━━━━━ Vorliegender Text

Als Unbeteiligter weiß man nicht so recht, ob man von der massiven Naturgewalt vom Hurricane Sandy fasziniert oder entsetzt sein soll, aber bei der massiven Zerstörung, die der Wirbelsturm an der Ostküste der USA hinterlassen hat, ist wohl mehr letzteres angebracht. Das Web ist als Nachrichtenquelle in solchen Situationen ideal und gerade bei Katastrophen wie dieser verfolge auch ich das Geschehen gerne auf vielen Nachrichtenseiten – die Grenze zwischen Information und Sensation ist dabei aber schnell überschritten und gerade heute gab es dabei ein paar ganz erschreckende und geschmacklose Beispiele.

Ausgerechnet die rennomierte und eigentlich sonst sehr sachliche Financial Times Deutschland hatte sich heute Mittag einen richtigen Kracher geleistet: der Aufmacher auf der Hauptseite präsentierte stundenlang “Wie ‘Sandy’ das Web durchspült […] Die besten Fundstücke, zusammengestellt von…”. Inzwischen ist der Artikel ein bißchen nach unten gerutscht und inhaltlich auch gar nicht so schlimm, aber wenn Millionen Menschen ohne Strom sind, ganze Stadtteile unter Wasser stehen und es mindestens 15 Tote gegeben hat, sollte man lieber nicht eine hastig zusammengegoogelte Sammlung von Youtube-Videos und Twitter-Postings auf der Hauptseite als “beste Fundstücke” raushängen – das ist einfach nur noch allerunterstes Bildzeitungs-Niveau. Auch andere Magazine haben sich nicht gerade mit Ruhm bekleckert, aber die FTD war diesmal ganz vorne dabei – und der Tag ist ja noch nicht zu Ende, wer weiß, was heute Abend noch alles geschrieben wird.

━━━━━━━━━━

Aufgaben:
a. Prüfe anhand des Textes über die Berichterstattung zu Hurricane Sandy, ob die folgenden Aussagen zutreffen, und antworte jeweils mit Ja oder Nein samt den entscheidenden Worten des Textes als wörtlichem Zitat: (i) Der Artikel über die Fundstücke stand bei der Financial Times Deutschland als Aufmacher auf der Hauptseite. (ii) Das Web wird im Text als ungeeignete Nachrichtenquelle bei Katastrophen bezeichnet. (iii) Der Artikel der FTD steht weiterhin ganz oben auf der Seite.
b. Wie viele Tote hat es laut dem Text über die Berichterstattung zu Hurricane Sandy mindestens gegeben?
c. Führe den Text über die Berichterstattung zu Hurricane Sandy im Anschluss an seinen letzten Satz fort.

━━━━━ Einträge

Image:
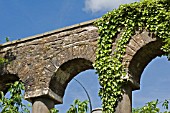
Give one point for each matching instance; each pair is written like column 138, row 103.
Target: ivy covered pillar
column 125, row 105
column 42, row 105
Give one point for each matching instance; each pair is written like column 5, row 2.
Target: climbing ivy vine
column 150, row 15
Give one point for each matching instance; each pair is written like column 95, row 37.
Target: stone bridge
column 46, row 63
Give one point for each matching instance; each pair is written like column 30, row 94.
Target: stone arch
column 142, row 48
column 68, row 64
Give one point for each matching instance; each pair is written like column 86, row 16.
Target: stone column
column 125, row 105
column 42, row 105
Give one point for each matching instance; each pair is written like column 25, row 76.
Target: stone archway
column 141, row 49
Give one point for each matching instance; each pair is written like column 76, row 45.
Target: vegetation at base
column 152, row 107
column 13, row 103
column 149, row 15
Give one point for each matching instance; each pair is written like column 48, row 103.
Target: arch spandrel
column 141, row 49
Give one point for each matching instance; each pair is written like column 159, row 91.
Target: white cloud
column 104, row 5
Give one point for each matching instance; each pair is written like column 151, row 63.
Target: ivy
column 13, row 103
column 150, row 15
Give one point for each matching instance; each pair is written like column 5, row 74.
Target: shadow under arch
column 66, row 72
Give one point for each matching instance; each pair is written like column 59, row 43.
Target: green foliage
column 151, row 107
column 14, row 103
column 150, row 15
column 78, row 107
column 54, row 110
column 3, row 60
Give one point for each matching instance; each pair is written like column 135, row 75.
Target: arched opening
column 155, row 82
column 63, row 84
column 89, row 79
column 138, row 65
column 66, row 72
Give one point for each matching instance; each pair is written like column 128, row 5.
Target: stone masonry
column 47, row 62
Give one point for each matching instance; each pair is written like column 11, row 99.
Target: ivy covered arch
column 120, row 27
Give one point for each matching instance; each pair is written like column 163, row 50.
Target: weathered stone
column 47, row 62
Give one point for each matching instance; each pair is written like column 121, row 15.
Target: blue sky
column 23, row 18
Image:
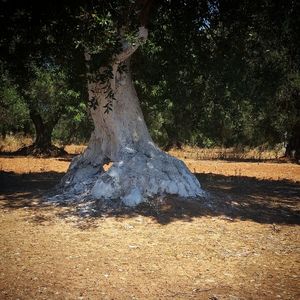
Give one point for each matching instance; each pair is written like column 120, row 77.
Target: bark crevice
column 139, row 170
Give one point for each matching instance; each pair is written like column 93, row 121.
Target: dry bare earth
column 243, row 245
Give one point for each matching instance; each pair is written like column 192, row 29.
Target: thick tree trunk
column 140, row 170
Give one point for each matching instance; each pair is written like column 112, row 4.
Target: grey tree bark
column 139, row 170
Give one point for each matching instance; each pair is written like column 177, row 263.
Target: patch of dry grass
column 12, row 143
column 227, row 153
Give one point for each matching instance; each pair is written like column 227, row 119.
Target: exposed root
column 132, row 180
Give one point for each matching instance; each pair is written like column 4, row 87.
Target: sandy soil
column 243, row 243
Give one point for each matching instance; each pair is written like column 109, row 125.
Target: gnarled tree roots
column 135, row 178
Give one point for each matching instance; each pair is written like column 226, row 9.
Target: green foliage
column 211, row 72
column 14, row 114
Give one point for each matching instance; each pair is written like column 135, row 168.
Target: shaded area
column 33, row 150
column 230, row 197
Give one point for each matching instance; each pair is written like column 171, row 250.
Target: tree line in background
column 216, row 73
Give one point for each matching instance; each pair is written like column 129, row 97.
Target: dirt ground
column 242, row 242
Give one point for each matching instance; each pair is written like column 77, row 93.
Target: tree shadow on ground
column 229, row 197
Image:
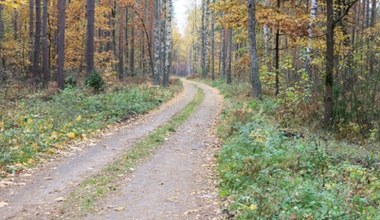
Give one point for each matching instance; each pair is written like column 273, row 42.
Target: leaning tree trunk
column 169, row 44
column 255, row 79
column 45, row 48
column 37, row 41
column 121, row 41
column 90, row 47
column 156, row 44
column 61, row 43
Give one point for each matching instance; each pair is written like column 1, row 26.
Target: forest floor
column 176, row 181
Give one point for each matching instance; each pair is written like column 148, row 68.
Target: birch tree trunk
column 45, row 48
column 1, row 41
column 203, row 39
column 212, row 45
column 229, row 67
column 61, row 43
column 31, row 33
column 223, row 53
column 156, row 44
column 37, row 42
column 132, row 49
column 313, row 16
column 122, row 31
column 90, row 36
column 255, row 79
column 169, row 43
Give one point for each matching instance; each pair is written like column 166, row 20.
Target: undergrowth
column 270, row 172
column 83, row 199
column 34, row 127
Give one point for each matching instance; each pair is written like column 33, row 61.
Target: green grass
column 82, row 200
column 270, row 172
column 32, row 128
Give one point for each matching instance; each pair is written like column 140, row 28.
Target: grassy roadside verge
column 31, row 129
column 268, row 172
column 82, row 200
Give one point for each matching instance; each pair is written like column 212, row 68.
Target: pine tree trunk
column 90, row 46
column 45, row 46
column 255, row 79
column 37, row 42
column 61, row 43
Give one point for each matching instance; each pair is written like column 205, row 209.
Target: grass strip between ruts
column 83, row 199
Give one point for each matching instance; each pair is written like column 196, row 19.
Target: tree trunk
column 212, row 45
column 122, row 31
column 169, row 44
column 31, row 33
column 255, row 79
column 132, row 53
column 90, row 47
column 313, row 16
column 61, row 43
column 1, row 41
column 277, row 56
column 328, row 116
column 203, row 39
column 37, row 42
column 156, row 44
column 229, row 67
column 45, row 46
column 224, row 53
column 15, row 24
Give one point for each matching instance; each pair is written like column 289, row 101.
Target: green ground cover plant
column 32, row 127
column 271, row 172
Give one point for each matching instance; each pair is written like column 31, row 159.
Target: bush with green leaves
column 268, row 172
column 95, row 81
column 30, row 127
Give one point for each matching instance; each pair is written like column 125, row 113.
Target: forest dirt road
column 175, row 183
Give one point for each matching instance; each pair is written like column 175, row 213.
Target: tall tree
column 45, row 48
column 229, row 65
column 31, row 33
column 90, row 47
column 255, row 79
column 37, row 42
column 156, row 44
column 122, row 31
column 61, row 43
column 168, row 54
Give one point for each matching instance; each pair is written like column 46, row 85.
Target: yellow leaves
column 79, row 118
column 71, row 135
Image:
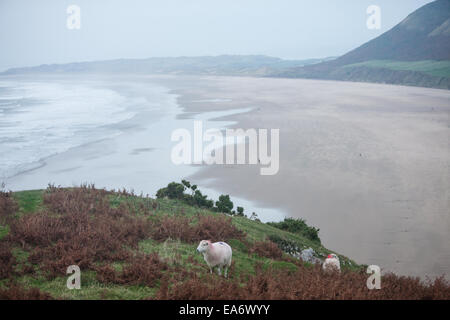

━━━━━━━━━━

Antworten der Reihe:
a.
(i) Ja: „der Aufmacher auf der Hauptseite präsentierte stundenlang“
(ii) Nein: „Das Web ist als Nachrichtenquelle in solchen Situationen ideal“
(iii) Nein: „Inzwischen ist der Artikel ein bißchen nach unten gerutscht“

b. Mindestens 15 Tote.

c.
Bitte, liebe deutsche Journalisten, nehmt euch ein Beispiel an den seriösen englischsprachigen Medien wie der Washington Post, der New York Times und nicht zuletzt auch dem Guardian, die zwar alle ihre Artikel mit viel Bildern und Videos bestückt haben, aber längst nicht so sensationslüstern sind und das Social Web nicht nur einfach plündern, sondern mit ihm gemeinsam arbeiten. Überhaupt haben Twitter, Facebook, Google+ und andere Blognetzwerke in der Krise eine erstaunliche selbstreinigende Kraft entwickelt, denn mittels spontanem Crowdsourcing werden gefälsche Beiträge und Bilder oft schneller entlarvt als sie entstehen können. Einen interessanten Artikel hatte The Atlantic darüber schon gestern gepostet und es war das gleiche Magazin, das daran erinnert hat, wie der Journalist Dan Rather 1961 das erste Radarbild eines Hurrikans im amerikanischen Fernsehen gezeigt hat – und damit Menschenleben retten konnte.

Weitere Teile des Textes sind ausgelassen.